PROMPT:
Word for word, restate the listing; omit the pictures.
*** Opening AVAILABLE DATA ***
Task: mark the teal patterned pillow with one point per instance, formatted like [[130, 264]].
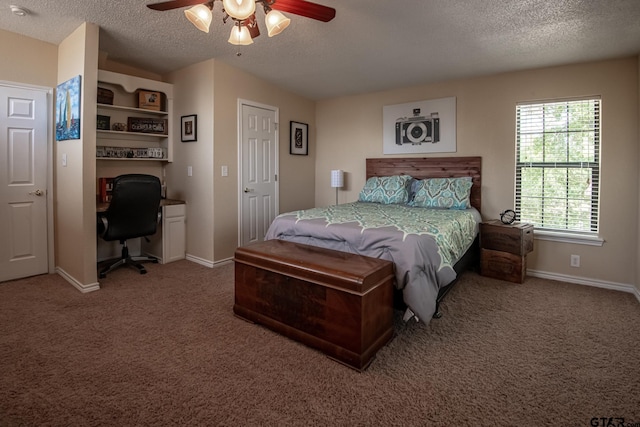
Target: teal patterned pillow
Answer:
[[449, 193], [386, 190]]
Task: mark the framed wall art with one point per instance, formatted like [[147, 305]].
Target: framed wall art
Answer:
[[68, 109], [299, 139], [189, 128], [420, 127]]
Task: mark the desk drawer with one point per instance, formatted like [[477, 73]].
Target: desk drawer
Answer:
[[171, 211]]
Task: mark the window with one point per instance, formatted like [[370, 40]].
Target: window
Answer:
[[558, 165]]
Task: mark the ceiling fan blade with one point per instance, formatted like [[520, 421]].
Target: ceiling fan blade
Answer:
[[305, 8], [174, 4], [252, 26]]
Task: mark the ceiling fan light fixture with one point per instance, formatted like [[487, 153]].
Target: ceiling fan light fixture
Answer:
[[240, 36], [200, 16], [276, 22], [239, 9]]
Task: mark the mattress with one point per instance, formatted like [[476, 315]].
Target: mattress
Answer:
[[424, 244]]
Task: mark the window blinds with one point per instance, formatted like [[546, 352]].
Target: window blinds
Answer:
[[558, 164]]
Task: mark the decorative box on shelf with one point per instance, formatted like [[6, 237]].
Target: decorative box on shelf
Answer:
[[103, 122], [149, 100], [504, 249]]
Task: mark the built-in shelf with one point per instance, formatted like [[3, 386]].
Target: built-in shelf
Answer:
[[125, 102], [117, 133], [132, 109]]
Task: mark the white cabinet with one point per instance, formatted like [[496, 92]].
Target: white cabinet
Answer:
[[152, 144], [174, 233], [169, 242]]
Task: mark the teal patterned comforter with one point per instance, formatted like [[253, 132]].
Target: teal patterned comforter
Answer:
[[424, 244]]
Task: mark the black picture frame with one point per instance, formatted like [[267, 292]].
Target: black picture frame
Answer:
[[189, 128], [299, 139]]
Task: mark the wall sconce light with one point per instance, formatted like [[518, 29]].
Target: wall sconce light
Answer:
[[337, 181]]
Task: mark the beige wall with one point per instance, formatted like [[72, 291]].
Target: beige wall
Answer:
[[74, 205], [296, 172], [350, 130], [26, 60], [193, 94], [211, 90]]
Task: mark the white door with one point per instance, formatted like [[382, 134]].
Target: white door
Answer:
[[23, 182], [258, 181]]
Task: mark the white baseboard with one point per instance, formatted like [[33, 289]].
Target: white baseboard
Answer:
[[208, 263], [624, 287], [81, 287], [199, 260]]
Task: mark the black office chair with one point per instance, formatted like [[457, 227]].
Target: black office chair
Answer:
[[133, 212]]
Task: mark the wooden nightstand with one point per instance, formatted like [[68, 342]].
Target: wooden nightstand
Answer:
[[504, 250]]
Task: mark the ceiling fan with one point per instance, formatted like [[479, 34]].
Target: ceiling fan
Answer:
[[242, 12]]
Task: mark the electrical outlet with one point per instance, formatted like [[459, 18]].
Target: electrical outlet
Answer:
[[575, 260]]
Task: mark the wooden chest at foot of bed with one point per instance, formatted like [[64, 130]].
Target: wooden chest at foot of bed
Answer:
[[336, 302]]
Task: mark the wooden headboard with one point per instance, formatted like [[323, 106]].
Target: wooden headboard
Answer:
[[432, 167]]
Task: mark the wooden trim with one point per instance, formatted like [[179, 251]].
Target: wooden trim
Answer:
[[432, 167]]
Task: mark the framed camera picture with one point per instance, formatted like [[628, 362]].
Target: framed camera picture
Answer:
[[189, 128], [299, 139]]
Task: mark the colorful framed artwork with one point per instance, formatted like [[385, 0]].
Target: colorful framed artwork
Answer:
[[299, 139], [68, 110], [189, 128], [420, 127]]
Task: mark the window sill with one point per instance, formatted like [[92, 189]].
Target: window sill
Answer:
[[578, 239]]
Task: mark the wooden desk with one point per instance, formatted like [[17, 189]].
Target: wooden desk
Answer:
[[102, 206], [169, 242]]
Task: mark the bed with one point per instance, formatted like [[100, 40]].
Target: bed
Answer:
[[428, 244]]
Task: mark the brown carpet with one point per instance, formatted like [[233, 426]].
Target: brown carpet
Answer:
[[165, 349]]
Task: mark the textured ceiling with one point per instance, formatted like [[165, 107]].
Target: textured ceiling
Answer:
[[371, 44]]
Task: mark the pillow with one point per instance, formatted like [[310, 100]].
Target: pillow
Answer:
[[386, 190], [448, 193]]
*** Closing AVAILABLE DATA ***
SOLUTION TO THIS EXERCISE:
Task: mark the teal patterned pillow with one point per instance, formatted like [[130, 264]].
Target: teal patterned pillow
Answer:
[[449, 193], [386, 190]]
Task: mark the framed wall art with one point per instance, formatted like [[147, 305]].
Target: framed wall art
Answer:
[[68, 109], [299, 139], [189, 128], [420, 127]]
Task: mark the desk drawer with one point per instance, formatted like [[477, 73]].
Target: desk drawer
Answer:
[[171, 211]]
Task: mark the window with one point per instance, formatted like [[370, 40]].
Target: window
Answer:
[[558, 165]]
Task: mark the ceiling fan blade with one point per instance, formatted like [[520, 421]].
Target: ceiling fan blade
Answer:
[[305, 8], [174, 4], [252, 26]]
Task: mark the ceiling fan light fixture with one point per instance, formatted like [[487, 153]].
Target: ceiling fan light fixture
Answer:
[[240, 36], [200, 16], [276, 22], [239, 9]]
Task: mark the mattress with one point per instance, formatted like [[476, 315]].
Target: mattress
Answer:
[[424, 244]]
Task: mark the window blinds with one point per instance, formatted like [[546, 352]].
Target: window blinds
Answer:
[[558, 164]]
Task: mark the decorative box on shelf with one point per instance, formatted like [[6, 237]].
Target: decorative box on shelf
Answer:
[[103, 122], [149, 100], [504, 249]]
Task: mark the built-in shelf with one point per instance, formatted like [[3, 386]].
Target: built-in shelf
Answer:
[[125, 102], [117, 133], [132, 109]]
Task: mark the white cabinet with one point per instance, formatted like [[496, 92]].
Target: white cabinet
Answer:
[[152, 144], [174, 233], [169, 242]]
Task: mark the teal patterned comforter with one point per instance, formatted like [[253, 132]].
Target: teal patterned comforter
Answer:
[[424, 244]]
Task: mark the black picture frame with one point per instance, formatted like [[267, 292]].
Target: black picture frame
Answer:
[[189, 128], [299, 139]]
Task: mark the wall sconce light with one point per instance, formatted like [[518, 29]].
Target: wall sconce light
Answer:
[[337, 181]]
Task: mark the beige wall with one point per instance, formatted like [[72, 291]].
Target: beige wall
Answer:
[[74, 205], [296, 172], [350, 130], [26, 60], [193, 94], [211, 90]]
Task: mark the white door with one point per instance, formatted like [[382, 134]].
Target: white door
Answer:
[[23, 182], [258, 181]]
Task: mark the white baseboard with one point per instance, formatted like [[33, 289]].
Target: white baseboard
Answer:
[[208, 263], [624, 287], [81, 287], [199, 260]]
Task: mark the black office chair with one point per instance, formatted like [[457, 227]].
Target: black office chair
Answer:
[[133, 212]]
Task: mark the wooden nightstand with one point per instance, formatted like [[68, 342]].
Target: wooden nightstand
Answer:
[[504, 250]]
Task: mark the ceiling fan with one point per instance, formatted like [[479, 34]].
Target: ceiling fan
Answer:
[[242, 12]]
Task: mark the electrical outlet with one point per instance, formatted like [[459, 18]].
Target: electrical outlet
Answer:
[[575, 260]]
Task: mark the wooden chest at foot of bed with one point per instance, formatted like [[64, 130]].
Target: wooden chest at foot of bed
Answer:
[[336, 302]]
Task: mark the wooden headboard with one point per instance, formatted like [[323, 106]].
Target: wooden headboard
Answer:
[[432, 167]]
Task: mark the wooden trim with one point per instance, formatted like [[179, 251]].
Target: wooden trim
Answer:
[[432, 167]]
Task: mark the framed camera picture with one point per instance, formatted like [[628, 362]].
Target: framed camera picture
Answer:
[[189, 128], [299, 139]]
Task: mark the colorful framed artwork with one point per instance, formatted like [[385, 0]].
Target: colorful framed artwork
Answer:
[[299, 139], [68, 110], [189, 128], [420, 127]]
Task: mark the window sill with one point per instance, formatted like [[92, 189]].
Target: window sill
Answer:
[[578, 239]]
Task: mark the wooden desk with one point per instance, formatted like [[17, 189]].
Target: wooden desk
Answer:
[[102, 206], [169, 242]]
Task: mark the bed with one point per instance, formatted like [[100, 40]].
Target: bed
Answer:
[[428, 244]]
Task: mark the brown carpet with one point per instance, formatted like [[233, 426]].
Target: brown carpet
Answer:
[[165, 349]]
Task: mark the textured ceiling with one point per instance, formatted like [[165, 107]].
Target: textured ceiling
Answer:
[[371, 44]]
Task: mark the pillow with one point per instance, formatted like [[310, 100]].
Target: pillow
Answer:
[[386, 190], [448, 193]]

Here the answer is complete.